REQUIREMENT:
Every line of the records below that has the word "front" should be copied.

Items from a data source:
########################################
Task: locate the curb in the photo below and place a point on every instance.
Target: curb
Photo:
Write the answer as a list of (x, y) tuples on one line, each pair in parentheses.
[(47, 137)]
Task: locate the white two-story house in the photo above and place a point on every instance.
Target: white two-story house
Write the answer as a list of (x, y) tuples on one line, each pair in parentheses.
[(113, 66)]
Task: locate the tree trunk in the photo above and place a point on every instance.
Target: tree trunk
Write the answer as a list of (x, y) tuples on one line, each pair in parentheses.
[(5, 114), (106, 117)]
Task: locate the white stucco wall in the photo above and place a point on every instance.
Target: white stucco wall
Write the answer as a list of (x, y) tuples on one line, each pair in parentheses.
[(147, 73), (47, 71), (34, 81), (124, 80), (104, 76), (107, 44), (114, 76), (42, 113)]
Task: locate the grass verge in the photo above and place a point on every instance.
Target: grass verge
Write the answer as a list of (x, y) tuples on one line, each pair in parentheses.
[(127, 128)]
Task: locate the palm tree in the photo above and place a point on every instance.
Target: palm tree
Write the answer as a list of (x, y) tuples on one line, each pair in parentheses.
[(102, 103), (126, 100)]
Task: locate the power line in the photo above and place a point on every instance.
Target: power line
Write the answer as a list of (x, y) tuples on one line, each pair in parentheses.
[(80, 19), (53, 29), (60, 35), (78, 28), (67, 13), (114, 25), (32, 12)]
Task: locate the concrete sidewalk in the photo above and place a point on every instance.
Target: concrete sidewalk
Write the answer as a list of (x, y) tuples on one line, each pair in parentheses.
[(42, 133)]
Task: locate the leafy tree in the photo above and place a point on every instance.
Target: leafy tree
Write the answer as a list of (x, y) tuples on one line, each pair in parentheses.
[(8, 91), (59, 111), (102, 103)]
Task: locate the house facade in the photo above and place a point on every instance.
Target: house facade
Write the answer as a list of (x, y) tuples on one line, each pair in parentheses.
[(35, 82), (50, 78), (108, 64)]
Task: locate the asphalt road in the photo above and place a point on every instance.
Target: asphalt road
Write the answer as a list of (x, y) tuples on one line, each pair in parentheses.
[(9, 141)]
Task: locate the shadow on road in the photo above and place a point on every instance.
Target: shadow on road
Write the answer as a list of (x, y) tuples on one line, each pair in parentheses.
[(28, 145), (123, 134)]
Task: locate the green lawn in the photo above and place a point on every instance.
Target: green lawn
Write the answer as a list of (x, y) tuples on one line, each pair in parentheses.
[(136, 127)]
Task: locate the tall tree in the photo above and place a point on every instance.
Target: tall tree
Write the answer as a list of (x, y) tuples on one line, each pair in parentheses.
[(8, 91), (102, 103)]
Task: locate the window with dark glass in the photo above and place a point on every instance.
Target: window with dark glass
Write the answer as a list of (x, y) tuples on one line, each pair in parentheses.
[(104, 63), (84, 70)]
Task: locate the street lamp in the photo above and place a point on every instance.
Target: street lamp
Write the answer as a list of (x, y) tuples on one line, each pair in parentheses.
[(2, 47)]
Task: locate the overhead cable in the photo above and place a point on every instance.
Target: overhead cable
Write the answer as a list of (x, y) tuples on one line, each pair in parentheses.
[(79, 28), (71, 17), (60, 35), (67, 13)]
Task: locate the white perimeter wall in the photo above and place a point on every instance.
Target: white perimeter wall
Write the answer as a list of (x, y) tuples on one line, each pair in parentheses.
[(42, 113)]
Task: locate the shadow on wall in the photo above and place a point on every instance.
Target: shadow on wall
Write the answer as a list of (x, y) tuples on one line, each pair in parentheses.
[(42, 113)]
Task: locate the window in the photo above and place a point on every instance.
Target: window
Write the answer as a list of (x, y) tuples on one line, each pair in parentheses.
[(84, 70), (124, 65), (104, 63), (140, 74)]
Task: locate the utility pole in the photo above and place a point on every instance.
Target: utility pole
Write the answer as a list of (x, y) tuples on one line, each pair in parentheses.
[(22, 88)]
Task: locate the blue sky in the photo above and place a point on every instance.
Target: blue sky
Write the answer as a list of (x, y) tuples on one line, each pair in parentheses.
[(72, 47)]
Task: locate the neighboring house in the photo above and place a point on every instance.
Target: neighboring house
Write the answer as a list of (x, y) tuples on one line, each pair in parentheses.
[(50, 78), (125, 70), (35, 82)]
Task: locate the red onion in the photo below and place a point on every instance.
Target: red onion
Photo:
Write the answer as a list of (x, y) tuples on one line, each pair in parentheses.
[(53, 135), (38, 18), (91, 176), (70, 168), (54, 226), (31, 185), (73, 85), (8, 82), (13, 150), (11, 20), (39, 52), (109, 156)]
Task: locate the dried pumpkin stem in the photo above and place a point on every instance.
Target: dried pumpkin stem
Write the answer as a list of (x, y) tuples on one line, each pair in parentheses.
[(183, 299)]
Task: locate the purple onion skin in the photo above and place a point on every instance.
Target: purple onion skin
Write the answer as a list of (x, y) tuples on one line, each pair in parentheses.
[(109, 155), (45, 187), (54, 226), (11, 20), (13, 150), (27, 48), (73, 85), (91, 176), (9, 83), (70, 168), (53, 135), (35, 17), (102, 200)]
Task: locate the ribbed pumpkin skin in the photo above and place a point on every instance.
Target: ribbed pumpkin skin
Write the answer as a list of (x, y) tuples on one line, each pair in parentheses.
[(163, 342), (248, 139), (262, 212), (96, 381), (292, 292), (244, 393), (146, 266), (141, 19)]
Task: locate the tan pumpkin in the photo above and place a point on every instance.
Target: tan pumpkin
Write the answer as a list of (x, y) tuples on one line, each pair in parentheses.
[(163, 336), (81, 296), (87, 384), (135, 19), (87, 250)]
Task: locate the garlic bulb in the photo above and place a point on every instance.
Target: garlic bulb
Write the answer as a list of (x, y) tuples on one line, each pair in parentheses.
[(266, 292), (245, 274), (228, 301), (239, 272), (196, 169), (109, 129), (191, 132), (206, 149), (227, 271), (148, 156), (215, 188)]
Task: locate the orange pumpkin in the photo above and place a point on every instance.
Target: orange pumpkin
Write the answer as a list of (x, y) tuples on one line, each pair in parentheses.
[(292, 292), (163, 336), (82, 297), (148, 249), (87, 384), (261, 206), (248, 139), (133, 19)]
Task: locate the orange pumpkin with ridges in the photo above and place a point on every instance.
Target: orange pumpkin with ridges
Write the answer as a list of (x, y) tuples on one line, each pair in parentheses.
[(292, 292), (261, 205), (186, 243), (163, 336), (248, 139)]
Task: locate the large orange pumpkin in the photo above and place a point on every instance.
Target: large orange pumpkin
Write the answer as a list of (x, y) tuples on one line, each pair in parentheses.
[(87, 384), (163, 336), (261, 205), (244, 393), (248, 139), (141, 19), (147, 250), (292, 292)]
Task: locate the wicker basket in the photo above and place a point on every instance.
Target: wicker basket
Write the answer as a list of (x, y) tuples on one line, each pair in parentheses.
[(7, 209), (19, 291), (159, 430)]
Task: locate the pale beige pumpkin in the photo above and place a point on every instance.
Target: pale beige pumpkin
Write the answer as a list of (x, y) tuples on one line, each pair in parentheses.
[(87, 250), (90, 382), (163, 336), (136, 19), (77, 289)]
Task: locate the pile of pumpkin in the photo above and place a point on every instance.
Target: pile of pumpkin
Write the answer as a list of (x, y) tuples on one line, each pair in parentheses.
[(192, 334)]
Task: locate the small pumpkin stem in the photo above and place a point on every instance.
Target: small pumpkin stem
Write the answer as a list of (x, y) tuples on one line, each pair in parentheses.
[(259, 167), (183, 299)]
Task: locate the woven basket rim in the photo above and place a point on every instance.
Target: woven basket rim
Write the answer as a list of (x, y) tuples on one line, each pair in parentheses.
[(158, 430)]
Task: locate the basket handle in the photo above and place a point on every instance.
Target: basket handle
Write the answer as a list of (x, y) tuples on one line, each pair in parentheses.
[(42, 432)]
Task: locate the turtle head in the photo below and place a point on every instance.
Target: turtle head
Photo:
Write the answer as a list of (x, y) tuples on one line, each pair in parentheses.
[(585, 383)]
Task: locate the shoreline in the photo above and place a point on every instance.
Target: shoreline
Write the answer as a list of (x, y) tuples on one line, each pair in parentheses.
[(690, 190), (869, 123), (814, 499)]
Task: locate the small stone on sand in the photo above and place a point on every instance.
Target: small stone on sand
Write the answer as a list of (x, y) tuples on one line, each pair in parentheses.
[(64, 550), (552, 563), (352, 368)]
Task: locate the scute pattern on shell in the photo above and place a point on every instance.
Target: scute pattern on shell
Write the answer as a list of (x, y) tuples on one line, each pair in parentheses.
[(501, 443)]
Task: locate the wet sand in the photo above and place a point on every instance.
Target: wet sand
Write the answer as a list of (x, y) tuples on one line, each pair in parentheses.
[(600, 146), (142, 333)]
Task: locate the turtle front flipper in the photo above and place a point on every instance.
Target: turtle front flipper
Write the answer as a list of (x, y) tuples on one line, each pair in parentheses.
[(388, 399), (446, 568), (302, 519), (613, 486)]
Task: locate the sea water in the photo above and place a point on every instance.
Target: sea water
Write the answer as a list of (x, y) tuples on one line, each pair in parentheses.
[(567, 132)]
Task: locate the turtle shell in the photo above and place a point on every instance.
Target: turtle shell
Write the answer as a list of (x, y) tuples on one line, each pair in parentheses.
########################################
ANSWER BOX:
Task: locate the turtle front flipper in the photo above and place a point on every instance.
Target: turtle front flipper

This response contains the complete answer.